[[ Data to examine, beginning ]]
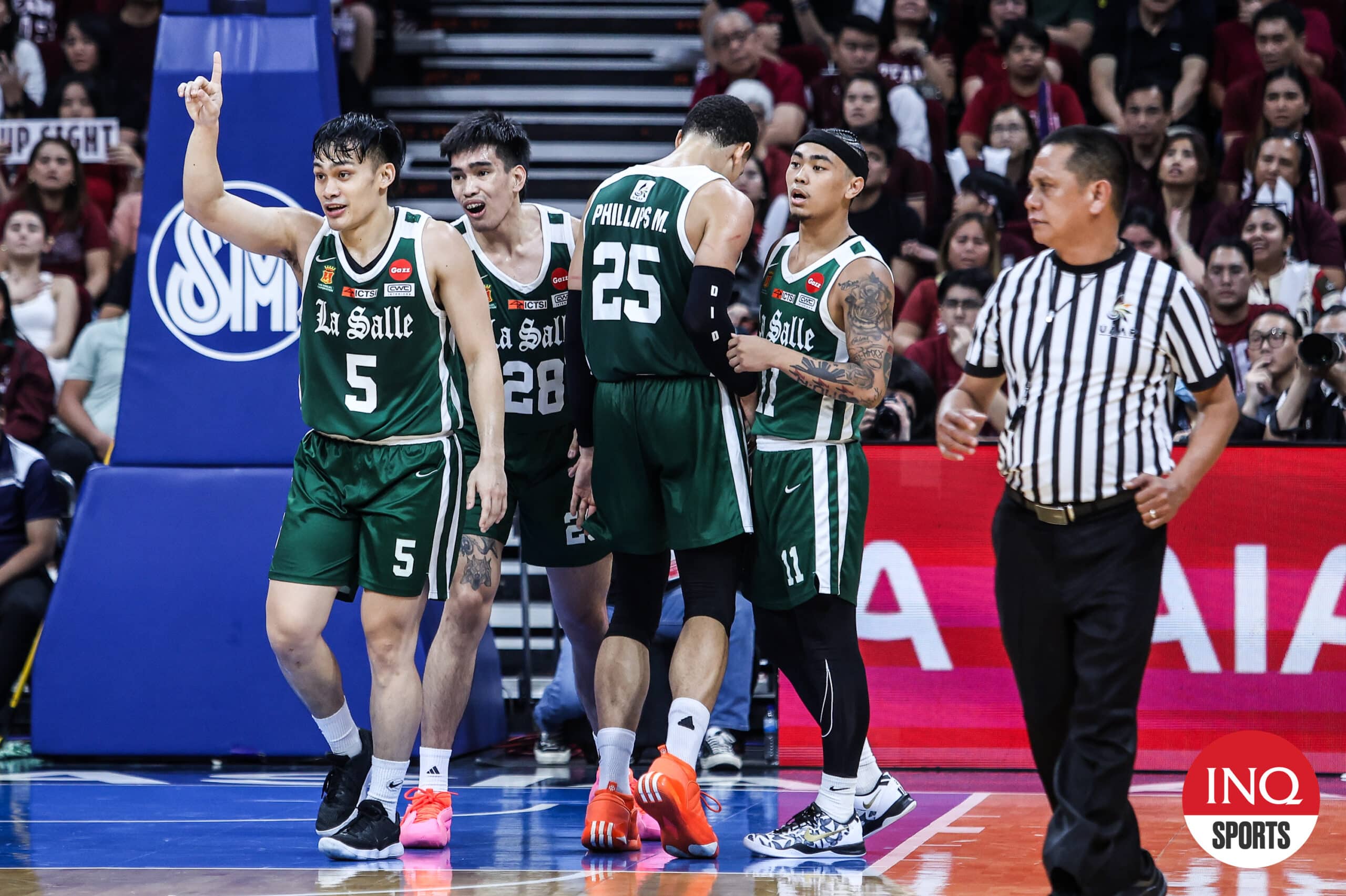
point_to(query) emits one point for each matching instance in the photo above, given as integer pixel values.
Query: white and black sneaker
(811, 835)
(344, 787)
(718, 751)
(551, 750)
(371, 835)
(886, 804)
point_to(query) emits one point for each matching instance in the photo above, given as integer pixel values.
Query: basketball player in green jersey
(662, 439)
(379, 481)
(523, 255)
(827, 307)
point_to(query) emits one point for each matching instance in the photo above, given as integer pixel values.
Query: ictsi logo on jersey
(1251, 799)
(217, 299)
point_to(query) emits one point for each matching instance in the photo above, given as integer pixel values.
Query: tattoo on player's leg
(477, 551)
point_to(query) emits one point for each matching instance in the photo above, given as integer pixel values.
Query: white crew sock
(385, 782)
(434, 769)
(688, 722)
(869, 775)
(614, 758)
(341, 731)
(837, 797)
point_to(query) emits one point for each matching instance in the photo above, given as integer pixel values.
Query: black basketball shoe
(371, 835)
(345, 786)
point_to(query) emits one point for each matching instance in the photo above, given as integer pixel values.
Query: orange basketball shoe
(610, 822)
(672, 798)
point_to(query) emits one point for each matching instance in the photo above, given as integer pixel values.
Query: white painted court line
(919, 839)
(539, 808)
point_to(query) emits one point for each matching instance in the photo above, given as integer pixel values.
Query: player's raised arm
(266, 231)
(725, 217)
(864, 294)
(463, 298)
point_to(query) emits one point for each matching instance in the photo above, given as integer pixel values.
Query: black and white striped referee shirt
(1089, 354)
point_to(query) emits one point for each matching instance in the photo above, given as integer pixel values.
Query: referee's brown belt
(1066, 514)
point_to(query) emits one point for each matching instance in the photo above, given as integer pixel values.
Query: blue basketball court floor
(205, 832)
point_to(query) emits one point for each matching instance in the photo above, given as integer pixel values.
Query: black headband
(844, 145)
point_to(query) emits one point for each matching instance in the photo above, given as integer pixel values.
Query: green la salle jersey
(374, 345)
(637, 268)
(529, 322)
(794, 314)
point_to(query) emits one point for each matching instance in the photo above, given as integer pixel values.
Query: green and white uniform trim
(794, 314)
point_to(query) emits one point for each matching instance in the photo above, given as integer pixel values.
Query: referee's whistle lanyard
(1042, 344)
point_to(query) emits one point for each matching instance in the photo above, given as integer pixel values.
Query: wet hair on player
(1095, 155)
(726, 120)
(359, 136)
(492, 131)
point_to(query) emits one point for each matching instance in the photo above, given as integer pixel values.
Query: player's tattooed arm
(477, 553)
(867, 302)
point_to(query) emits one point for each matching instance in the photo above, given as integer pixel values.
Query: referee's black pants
(1077, 611)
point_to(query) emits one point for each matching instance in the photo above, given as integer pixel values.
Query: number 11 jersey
(637, 270)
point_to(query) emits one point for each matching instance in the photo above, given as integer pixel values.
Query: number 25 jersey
(637, 270)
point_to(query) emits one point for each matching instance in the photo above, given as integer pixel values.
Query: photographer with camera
(907, 409)
(1314, 407)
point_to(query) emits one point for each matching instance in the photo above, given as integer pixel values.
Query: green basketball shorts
(809, 505)
(540, 489)
(380, 517)
(669, 465)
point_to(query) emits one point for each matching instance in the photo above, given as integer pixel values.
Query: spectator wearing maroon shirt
[[ Data to examine, end ]]
» **What needs to be done**
With the pictures stripped out, return each record word for word.

» **Result of this task**
point_to(query) emits one point for each matching instance in the photo above, given as integer pixel values.
Query: white and black sneaker
(811, 835)
(344, 787)
(718, 751)
(551, 750)
(371, 835)
(886, 804)
point_to(query) emits one point for each matching instance in the photo above, given as integer pixel values.
Query: basketball player in green jersey
(662, 439)
(379, 481)
(523, 255)
(827, 307)
point_to(query) emits one point for each matching instance in the photo above, given as integer pixel values.
Query: ictsi logo on jersey
(1251, 799)
(217, 299)
point_to(query) emits one point for each matching instance in the photo above, given as integer pixel values.
Query: tattoo on player's leg
(477, 551)
point_to(query) emits one point for each matching instance in the photo above, given as integer pixel values.
Query: white crew sock
(385, 782)
(434, 769)
(688, 722)
(869, 775)
(614, 758)
(341, 731)
(837, 797)
point_to(query) emits one point for each matching instance in the photo above, given as integer pixel values.
Query: black basketball shoe
(371, 835)
(345, 786)
point_to(query) emits one point for each matching instance in the photo above, given as integer pixel values.
Query: orange basketball shoe
(610, 822)
(672, 798)
point_to(query) emits one point for each matching instance in the photo above, given as integer pixel values.
Query: white painted court line
(919, 839)
(539, 808)
point_to(query) emits one point for each matching instance in the photo above, given as integer pixel values.
Query: player's raised arm
(266, 231)
(725, 217)
(864, 294)
(463, 298)
point_to(query) emits one point for each matching instance in the photo above, given as integer pixel values.
Query: black and white striped referee shirt
(1089, 354)
point_to(query) emits one point for each matching instance in the photo above, given as integer pixel values.
Query: referee's brown belt
(1066, 514)
point_to(query) emits one point for each matching instance in the photo above, given as integer pixel values.
Query: blue basketball court floor
(205, 832)
point_to(query) emits one point for each matching instance in the photo above, given as integer pixel values.
Query: black headband
(844, 145)
point_to(query) emits one point for each matching instance in the photo above, given as integer pixel values.
Query: green la salle jersey
(374, 345)
(637, 268)
(529, 322)
(794, 314)
point_to(query) emits one point for each matching instance in the photo above, given as integer pixel values.
Query: green and white uniform trim
(794, 314)
point_to(query) emits one point for each matching instance in the photo above, given as integer pixel values.
Query: referee's whistle lanyard
(1042, 344)
point_to(query) emits one point for each matching instance in the photo above, given as integer pixel values.
Query: wet hair on player
(1095, 155)
(726, 120)
(359, 136)
(492, 131)
point_to(query) emits one point for each matching instance in the photo above, given as integer pixel values.
Query: player's tattooed arm
(477, 553)
(867, 302)
point_to(query) emits one point for each matching instance in the photo above, given as integer pixel values.
Query: referee's black pants
(1077, 611)
point_to(query) emits one point for each matching instance in the photo above, given as integer pixel values.
Query: number 11 jersey
(637, 270)
point_to(query) emits one point for each matching instance in the photo above, given as integer pixel values.
Query: number 25 jersey
(637, 270)
point_to(query) emits one point for each matching instance in the photo above, given as integer pixel values.
Query: photographer with camera
(907, 409)
(1314, 407)
point_to(query) emits one point for each matching instance in the photo above, given as integer pixel values.
Query: green basketball shorts
(809, 505)
(540, 489)
(380, 517)
(669, 465)
point_to(query) emits one point for each matching instance in the photo above, given as integer pixel values.
Query: spectator wearing maroon shirt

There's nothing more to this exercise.